----- Texto

P. Na sua leitura, por que lá atrás a tática teve êxito e dessa vez não?

R. Por causa da maneira de operar da Lava Jato. O juiz Sergio Moro inventou uma espécie de linha de montagem processual penal. Ele não segue os passos clássicos de um processo, como aconteceu no mensalão, em que havia toda uma investigação, depois o estabelecimento de uma teia de ação e do universo de possíveis atingidos. Moro inverteu a lógica e passou a fazer um por um: esse sujeito vai me levar a outro e esse outro vai me levar a outro. Ou seja, só vai haver uma rede, uma narrativa mais consolidada, se, ao final, for possível montá-la. Quando essa lógica foi invertida, o sistema político entrou em pânico, porque já não é possível ter horizonte algum. Ninguém sabe onde isso vai acabar e qualquer acordo fica impossível. Por isso o impeachment não deu certo e, por isso, o Governo Temer está em uma situação praticamente insustentável.

P. Apesar das delações, é um Governo que conseguiu aprovar uma mudança na Constituição para aprovar o ajuste fiscal mais duro desde 1988. A situação é tão delicada assim?

R. A lógica do impeachment nunca foi a lógica das ruas. No começo das manifestações de 2015, ninguém pedia a deposição de Dilma Rousseff. Foi só depois de Temer sair da articulação política do Governo e dizer que o país precisava de alguém para reunifica-lo, que a energia foi canalizada para essa pauta. A mensagem dele, naquele momento, foi de que a porta estava aberta e de que ele trabalharia pelo impeachment. Acontece que, uma vez que ele colocou esse mecanismo em marcha, por que ele não pode se voltar contra ele? Esse era o drama na época do Collor, mas naquela época havia um projeto no horizonte. O Plano Real estava lá e a Lava Jato não existia. Agora qual é o projeto? Não há. Só há uma agenda negativa de cortes e cortes, como a PEC 55. Isso, somado ao fato de que o impeachment de Dilma não colocou ninguém a salvo, é explosivo. Se Temer não apresentar um novo Governo, se não conseguir convencer as pessoas de que é um novo Governo, ele não vai conseguir se sustentar até 2018.

----------
----- Registros listados

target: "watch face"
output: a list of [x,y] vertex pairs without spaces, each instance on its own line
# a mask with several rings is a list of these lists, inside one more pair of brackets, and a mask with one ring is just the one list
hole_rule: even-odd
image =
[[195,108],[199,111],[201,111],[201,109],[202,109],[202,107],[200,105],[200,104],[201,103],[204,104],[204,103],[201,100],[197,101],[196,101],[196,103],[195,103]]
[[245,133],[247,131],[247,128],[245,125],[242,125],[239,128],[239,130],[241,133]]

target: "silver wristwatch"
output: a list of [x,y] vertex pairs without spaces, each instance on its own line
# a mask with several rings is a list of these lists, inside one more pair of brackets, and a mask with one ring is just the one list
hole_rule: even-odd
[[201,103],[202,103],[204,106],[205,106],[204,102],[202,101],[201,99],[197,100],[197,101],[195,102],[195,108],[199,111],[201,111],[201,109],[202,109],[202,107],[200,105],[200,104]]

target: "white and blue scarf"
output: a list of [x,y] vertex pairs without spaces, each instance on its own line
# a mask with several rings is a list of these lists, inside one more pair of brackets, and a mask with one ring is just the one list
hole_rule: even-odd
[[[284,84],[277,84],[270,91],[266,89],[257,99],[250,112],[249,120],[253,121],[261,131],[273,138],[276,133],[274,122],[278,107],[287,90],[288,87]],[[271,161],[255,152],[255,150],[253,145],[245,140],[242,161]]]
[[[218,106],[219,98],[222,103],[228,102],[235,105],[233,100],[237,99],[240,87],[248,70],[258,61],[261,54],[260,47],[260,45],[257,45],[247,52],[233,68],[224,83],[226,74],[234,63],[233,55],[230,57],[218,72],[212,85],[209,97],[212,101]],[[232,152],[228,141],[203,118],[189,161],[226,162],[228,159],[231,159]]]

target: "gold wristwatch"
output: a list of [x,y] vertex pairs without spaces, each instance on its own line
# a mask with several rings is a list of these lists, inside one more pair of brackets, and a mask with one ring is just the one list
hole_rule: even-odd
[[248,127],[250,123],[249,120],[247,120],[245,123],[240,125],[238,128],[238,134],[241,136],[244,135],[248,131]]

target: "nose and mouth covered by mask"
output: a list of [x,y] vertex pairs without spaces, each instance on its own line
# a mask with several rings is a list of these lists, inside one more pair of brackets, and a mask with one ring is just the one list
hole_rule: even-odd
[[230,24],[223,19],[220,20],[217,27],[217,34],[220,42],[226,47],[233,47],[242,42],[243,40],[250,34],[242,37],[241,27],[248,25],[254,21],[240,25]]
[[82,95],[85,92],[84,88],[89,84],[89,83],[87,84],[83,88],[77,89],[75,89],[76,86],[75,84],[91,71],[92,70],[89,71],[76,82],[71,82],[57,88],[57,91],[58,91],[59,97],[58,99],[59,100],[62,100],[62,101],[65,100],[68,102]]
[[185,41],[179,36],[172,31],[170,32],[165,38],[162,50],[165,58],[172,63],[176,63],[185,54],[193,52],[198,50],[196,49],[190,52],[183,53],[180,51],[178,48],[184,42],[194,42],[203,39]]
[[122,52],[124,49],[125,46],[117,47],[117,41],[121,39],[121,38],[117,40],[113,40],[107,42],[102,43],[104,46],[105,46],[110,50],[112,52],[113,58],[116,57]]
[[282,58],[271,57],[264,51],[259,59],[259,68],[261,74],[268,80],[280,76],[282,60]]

----------

Exercícios —
(1) Reescreva com menos palavras o parágrafo do texto iniciado por "Por causa da maneira de operar da Lava Jato", preservando seus fatos principais.
(2) Reproduza fielmente o trecho do texto que começa em "R. Por causa" e termina em "situação praticamente insustentável.".
(3) Liste todas as pessoas mencionadas pelo nome no texto.

Respostas —
(1) A causa está no modo de operar da Lava Jato. O juiz Sergio Moro criou uma espécie de linha de montagem processual penal. No mensalão, os passos clássicos eram seguidos: primeiro vinha toda a investigação, depois se estabeleciam a teia de ação e o universo de possíveis atingidos. Moro inverteu essa lógica e avança de um investigado a outro, de modo que a rede só se forma ao final, se for possível montá-la. Com essa inversão, o sistema político entrou em pânico. Não há horizonte, ninguém sabe onde isso vai acabar e qualquer acordo se torna impossível. Por isso o impeachment não deu certo, e o Governo Temer está em situação praticamente insustentável.

(2)
R. Por causa da maneira de operar da Lava Jato. O juiz Sergio Moro inventou uma espécie de linha de montagem processual penal. Ele não segue os passos clássicos de um processo, como aconteceu no mensalão, em que havia toda uma investigação, depois o estabelecimento de uma teia de ação e do universo de possíveis atingidos. Moro inverteu a lógica e passou a fazer um por um: esse sujeito vai me levar a outro e esse outro vai me levar a outro. Ou seja, só vai haver uma rede, uma narrativa mais consolidada, se, ao final, for possível montá-la. Quando essa lógica foi invertida, o sistema político entrou em pânico, porque já não é possível ter horizonte algum. Ninguém sabe onde isso vai acabar e qualquer acordo fica impossível. Por isso o impeachment não deu certo e, por isso, o Governo Temer está em uma situação praticamente insustentável.

(3) Sergio Moro, Dilma Rousseff, Temer, Collor